> [本文抜粋]:
══════════════════════════════

J.J.マリック『ギデオンの一日』(ハヤカワ・ミステリ文庫)
ロンドン警視庁にその人ありと知られた犯罪捜査部長ジョージ・ギデオンは、続発する犯罪に体の休まる時がない。きょうも、麻薬密売人の賄賂をうけた部下の一人が何者かにひき逃げされるという事件が起った。一方、ロンドン市内では、最近頻繁に郵便車が襲撃されてるし、さらには憎むべき少女殺しの容疑者も緊急手配しなければならない。強盗、殺人、麻薬密売と果しない犯罪の後を追ってギデオンの一日は暮れる。事件の中には解決されるものもあれば、未解決に終るものもあるというミステリの新しい行き方を示した警察小説の古典的名篇。(粗筋紹介より引用)
21のペンネームを用い、600冊近くを出版した大変な多作家として知られるジョン・クリーシーが、J.J.マリック名義で書いて人気を博したギデオン警視シリーズの第1作。1955年、アメリカのハーパー・アンド・ロウ社から、少し遅れてイギリスのホッダー・アンド・スタウトン社から出版された。
ロンドン警視庁のギデオン警視を主人公とした人気警察小説シリーズの第1作。このシリーズの特徴は、複数の事件が同時に発生、進行する「モジュラー型」であること。いくつもの事件が発生し、報告を受けたギデオン自らが捜査に乗り出すものもあれば、指示を出すだけのものもあり、時には何もしないまま事件が解決されているものもあり、そして事件が解決しないまま物語が終わってしまうこともある。こうした多数の事件を同時進行させることにより、多忙である警察組織のリアリティを生み出している。
本作はギデオンものの第1作ということもあるためか、ギデオンの一日を写実する形式となっている。ギデオンの元に報告される事件の数が半端でなく、またいくつかは絡み合っているため、読者は追いかけていくのに精一杯であるが、物語のテンポがよいため、物語の把握に苦労することはなく、楽しく読むことができる。

══════════════════════════════

> [記録一覧]:
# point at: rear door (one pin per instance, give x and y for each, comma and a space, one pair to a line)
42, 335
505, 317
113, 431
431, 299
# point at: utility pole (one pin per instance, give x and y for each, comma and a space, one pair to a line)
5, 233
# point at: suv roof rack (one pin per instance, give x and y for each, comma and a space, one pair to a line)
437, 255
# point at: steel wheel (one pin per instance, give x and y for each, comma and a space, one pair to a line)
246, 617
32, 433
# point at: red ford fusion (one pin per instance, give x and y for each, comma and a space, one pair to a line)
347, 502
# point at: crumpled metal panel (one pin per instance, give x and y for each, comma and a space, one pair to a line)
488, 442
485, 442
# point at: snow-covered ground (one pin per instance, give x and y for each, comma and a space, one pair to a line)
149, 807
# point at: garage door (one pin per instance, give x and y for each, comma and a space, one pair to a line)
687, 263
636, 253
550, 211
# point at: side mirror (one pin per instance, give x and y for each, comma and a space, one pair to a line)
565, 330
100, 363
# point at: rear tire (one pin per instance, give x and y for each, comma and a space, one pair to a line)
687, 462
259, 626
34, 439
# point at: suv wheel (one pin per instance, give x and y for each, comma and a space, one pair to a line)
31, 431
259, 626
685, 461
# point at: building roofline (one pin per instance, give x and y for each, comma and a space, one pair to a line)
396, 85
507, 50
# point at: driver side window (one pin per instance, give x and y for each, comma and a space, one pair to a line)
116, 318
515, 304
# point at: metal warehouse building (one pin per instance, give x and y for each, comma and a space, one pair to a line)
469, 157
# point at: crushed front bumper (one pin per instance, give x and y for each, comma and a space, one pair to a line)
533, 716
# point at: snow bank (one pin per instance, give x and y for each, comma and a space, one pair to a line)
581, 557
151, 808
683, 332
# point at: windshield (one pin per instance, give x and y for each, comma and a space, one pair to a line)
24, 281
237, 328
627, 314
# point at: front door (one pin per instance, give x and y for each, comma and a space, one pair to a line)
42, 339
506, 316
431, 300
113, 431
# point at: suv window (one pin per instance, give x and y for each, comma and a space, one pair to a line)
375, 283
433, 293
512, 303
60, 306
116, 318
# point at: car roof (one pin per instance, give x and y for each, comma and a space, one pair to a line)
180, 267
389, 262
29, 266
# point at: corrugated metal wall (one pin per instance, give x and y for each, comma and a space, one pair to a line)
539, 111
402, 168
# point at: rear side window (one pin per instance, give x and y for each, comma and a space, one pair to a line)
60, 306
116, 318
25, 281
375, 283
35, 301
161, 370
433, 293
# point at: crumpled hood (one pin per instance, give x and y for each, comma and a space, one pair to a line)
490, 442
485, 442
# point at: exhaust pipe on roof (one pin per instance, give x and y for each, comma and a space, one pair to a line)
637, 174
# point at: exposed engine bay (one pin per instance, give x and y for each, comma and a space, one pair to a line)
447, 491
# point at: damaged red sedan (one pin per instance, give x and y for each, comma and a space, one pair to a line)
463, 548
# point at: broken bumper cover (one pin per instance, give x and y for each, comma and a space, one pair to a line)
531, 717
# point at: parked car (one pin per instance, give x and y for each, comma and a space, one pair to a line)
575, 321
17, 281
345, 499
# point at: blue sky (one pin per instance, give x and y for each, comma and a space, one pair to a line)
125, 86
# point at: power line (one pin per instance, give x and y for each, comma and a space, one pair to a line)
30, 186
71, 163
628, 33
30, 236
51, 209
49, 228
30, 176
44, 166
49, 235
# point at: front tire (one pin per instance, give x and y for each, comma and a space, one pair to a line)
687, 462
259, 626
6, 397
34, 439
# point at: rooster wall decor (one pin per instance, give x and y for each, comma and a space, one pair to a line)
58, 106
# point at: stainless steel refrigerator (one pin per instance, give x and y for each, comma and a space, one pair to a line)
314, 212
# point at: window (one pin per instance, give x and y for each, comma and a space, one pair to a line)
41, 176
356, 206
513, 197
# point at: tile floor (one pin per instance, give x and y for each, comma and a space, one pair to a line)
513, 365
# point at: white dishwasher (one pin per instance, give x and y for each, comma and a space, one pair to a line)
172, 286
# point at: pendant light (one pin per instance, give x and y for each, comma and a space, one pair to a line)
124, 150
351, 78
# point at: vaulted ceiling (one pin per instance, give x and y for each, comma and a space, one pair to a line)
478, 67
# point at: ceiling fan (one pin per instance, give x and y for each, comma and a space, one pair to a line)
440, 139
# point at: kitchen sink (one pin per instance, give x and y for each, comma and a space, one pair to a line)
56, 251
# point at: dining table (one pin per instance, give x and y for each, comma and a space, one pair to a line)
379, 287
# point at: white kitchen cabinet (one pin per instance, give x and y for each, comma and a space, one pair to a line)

══════════════════════════════

> [問題]:
本文の「ロンドン警視庁にその人ありと」から「的名篇。(粗筋紹介より引用)」までを、両端の語句も含めて一字一句たがえずに書き写してください。

> [解答]:
ロンドン警視庁にその人ありと知られた犯罪捜査部長ジョージ・ギデオンは、続発する犯罪に体の休まる時がない。きょうも、麻薬密売人の賄賂をうけた部下の一人が何者かにひき逃げされるという事件が起った。一方、ロンドン市内では、最近頻繁に郵便車が襲撃されてるし、さらには憎むべき少女殺しの容疑者も緊急手配しなければならない。強盗、殺人、麻薬密売と果しない犯罪の後を追ってギデオンの一日は暮れる。事件の中には解決されるものもあれば、未解決に終るものもあるというミステリの新しい行き方を示した警察小説の古典的名篇。(粗筋紹介より引用)